What to do ▸
Copy the lines below exactly. No picture goes into the copy.

(Beginning of Source material)

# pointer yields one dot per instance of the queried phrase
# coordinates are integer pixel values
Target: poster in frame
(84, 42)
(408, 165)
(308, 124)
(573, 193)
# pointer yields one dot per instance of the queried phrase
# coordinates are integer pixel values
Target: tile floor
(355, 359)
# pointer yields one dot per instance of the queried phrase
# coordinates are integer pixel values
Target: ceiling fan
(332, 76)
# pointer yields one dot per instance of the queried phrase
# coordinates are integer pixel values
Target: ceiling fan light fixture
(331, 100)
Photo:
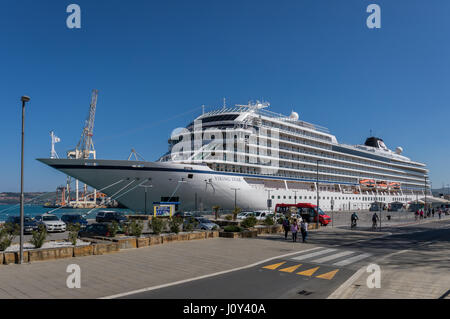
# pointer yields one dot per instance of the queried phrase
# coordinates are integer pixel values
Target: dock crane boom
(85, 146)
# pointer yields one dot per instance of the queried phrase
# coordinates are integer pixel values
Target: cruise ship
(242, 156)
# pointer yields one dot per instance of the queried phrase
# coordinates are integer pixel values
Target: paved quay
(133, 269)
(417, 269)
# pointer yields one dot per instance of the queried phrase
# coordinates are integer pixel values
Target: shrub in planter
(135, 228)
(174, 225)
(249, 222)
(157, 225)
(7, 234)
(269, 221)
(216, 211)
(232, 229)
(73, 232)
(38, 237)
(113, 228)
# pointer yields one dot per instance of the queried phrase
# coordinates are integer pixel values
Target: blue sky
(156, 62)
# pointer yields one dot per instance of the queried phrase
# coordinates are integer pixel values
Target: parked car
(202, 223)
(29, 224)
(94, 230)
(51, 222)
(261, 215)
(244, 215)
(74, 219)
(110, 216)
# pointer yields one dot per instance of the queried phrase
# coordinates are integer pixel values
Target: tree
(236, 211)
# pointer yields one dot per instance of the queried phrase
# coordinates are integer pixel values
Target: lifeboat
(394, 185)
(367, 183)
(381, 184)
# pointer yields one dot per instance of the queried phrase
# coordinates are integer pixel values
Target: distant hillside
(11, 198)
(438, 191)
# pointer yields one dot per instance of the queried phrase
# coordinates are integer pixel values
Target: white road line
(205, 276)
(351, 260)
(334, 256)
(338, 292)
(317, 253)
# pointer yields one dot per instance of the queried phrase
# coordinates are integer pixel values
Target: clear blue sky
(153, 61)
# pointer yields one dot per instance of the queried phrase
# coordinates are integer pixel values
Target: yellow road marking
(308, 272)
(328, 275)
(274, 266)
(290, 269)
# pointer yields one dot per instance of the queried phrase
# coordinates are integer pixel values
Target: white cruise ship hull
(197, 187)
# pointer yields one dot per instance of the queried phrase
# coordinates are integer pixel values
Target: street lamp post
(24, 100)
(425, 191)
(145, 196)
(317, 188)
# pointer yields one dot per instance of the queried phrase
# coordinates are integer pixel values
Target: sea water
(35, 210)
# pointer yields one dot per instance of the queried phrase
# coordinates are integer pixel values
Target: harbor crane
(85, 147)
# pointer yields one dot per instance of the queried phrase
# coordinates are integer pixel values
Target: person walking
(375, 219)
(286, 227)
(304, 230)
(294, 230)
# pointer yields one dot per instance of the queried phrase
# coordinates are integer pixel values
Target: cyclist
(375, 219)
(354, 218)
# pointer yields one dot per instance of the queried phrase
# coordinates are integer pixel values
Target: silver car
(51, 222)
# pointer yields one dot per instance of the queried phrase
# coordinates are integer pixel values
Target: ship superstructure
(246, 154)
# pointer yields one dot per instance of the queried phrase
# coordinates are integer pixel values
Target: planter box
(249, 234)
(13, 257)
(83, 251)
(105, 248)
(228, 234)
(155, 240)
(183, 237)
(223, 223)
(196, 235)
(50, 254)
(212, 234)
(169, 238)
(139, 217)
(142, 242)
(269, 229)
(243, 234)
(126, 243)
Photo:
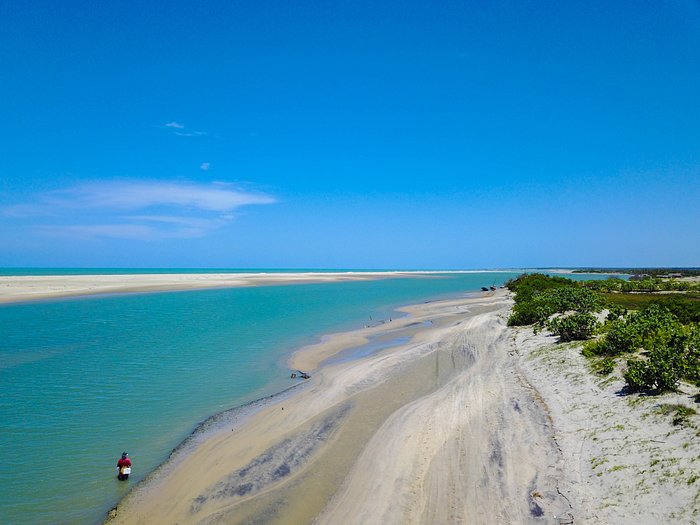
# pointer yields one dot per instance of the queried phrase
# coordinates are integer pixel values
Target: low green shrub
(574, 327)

(End of Source material)

Written solution ▸
# pointer yields one dot per instance of the queried phrase
# coordinates are integer pixel values
Target: poster in frame
(84, 42)
(408, 165)
(308, 124)
(573, 193)
# pointer yields one dot per instance of the queried phrase
# coordinates are integer pixel values
Target: tile floor
(355, 359)
# pointer yields one dot per instance of the queried phrase
# coordinates are integer pixel values
Target: ceiling fan
(332, 76)
# pointer yields one dot per instance of the queried phrase
# coordinates are integer pixel values
Target: ceiling fan light fixture
(331, 100)
Photo:
# pointer yields one dot per instance of the queried phrase
# coordinates are integer pixel values
Target: dock crane boom
(85, 146)
# pointer yields one dot per instance of the queried phrase
# coordinates are integer pixel values
Target: cruise ship
(242, 156)
# pointer yields one dot per instance of the queried phrase
# coordinates are integer pixel values
Target: paved quay
(133, 269)
(417, 269)
# pointer yields one dot per instance of the queried phrase
# coordinates are integer pixel values
Target: shrub in planter
(135, 228)
(174, 225)
(249, 222)
(157, 225)
(7, 234)
(269, 221)
(216, 211)
(232, 229)
(73, 232)
(38, 237)
(113, 228)
# pointer yields one dot per instance of the queried phrase
# coordinates are integer pixel values
Target: blue sky
(156, 62)
# pointer yields one dot per instance of the queried phrase
# coordinates are integer pixel values
Target: parked car
(202, 223)
(29, 224)
(94, 230)
(51, 222)
(261, 215)
(244, 215)
(74, 219)
(110, 216)
# pointer yields one dot per instance of the queried phrase
# coordinates are integer pixel values
Target: tree
(236, 211)
# pointer yields one dot per instance of the queried phrase
# coordinates are integer pixel values
Target: lifeboat
(394, 185)
(367, 183)
(381, 184)
# pointer yields one dot per instance of the queried phrase
# coordinates are integer pixel values
Target: distant hillside
(11, 198)
(438, 191)
# pointer yields one dot per instance of the queried phrase
# coordinates are integer pixel values
Target: white road line
(205, 276)
(351, 260)
(334, 256)
(338, 292)
(317, 253)
# pointer yields one dot per instance of the queried phrase
# coordinates are integer pixel values
Target: clear blue sky
(153, 61)
# pointer yields one dot per instance of the queried phrase
# coordinates are integer pixel values
Target: yellow road marking
(308, 272)
(328, 275)
(274, 266)
(290, 269)
# pointer yields one dot per instance of the queried phrase
# coordinates are integer pixel values
Target: white cruise ship hull
(197, 187)
# pointer yields one dot per instance of the queried phrase
# coordinates are integer pixel values
Target: street lamp post
(24, 100)
(425, 191)
(145, 196)
(317, 188)
# pointer yields one dot per instance of the queried phrase
# coordinates are integer pixel values
Target: sea water
(35, 210)
# pointer yields one dot per instance of the queried phrase
# coordinates are integer pixel values
Target: harbor crane
(85, 147)
# pointer yields one dot per instance of the queried phrase
# coordinates are integer pixel values
Target: person walking
(375, 219)
(286, 227)
(304, 230)
(294, 230)
# pointer yields one dot per instance of the queried phrase
# coordinates are integer pixel values
Target: cyclist
(375, 219)
(354, 218)
# pointer yields one dot per instance of the queried phrase
# coordinates are integer pixel values
Target: silver car
(51, 222)
# pointer yields one dot per instance of the queried phrase
# coordinates are integer pixel values
Target: ship superstructure
(246, 154)
# pointer yields one dot per instance of the queried phrase
# coordinates are integer pixel values
Target: planter box
(249, 234)
(13, 257)
(83, 251)
(105, 248)
(228, 234)
(155, 240)
(183, 237)
(223, 223)
(196, 235)
(50, 254)
(212, 234)
(169, 238)
(139, 217)
(142, 242)
(269, 229)
(243, 234)
(126, 243)
Photo:
# pointer yields one dot per instance of the queried phrase
# coordinates are integer pixel values
Target: low green shrub
(574, 327)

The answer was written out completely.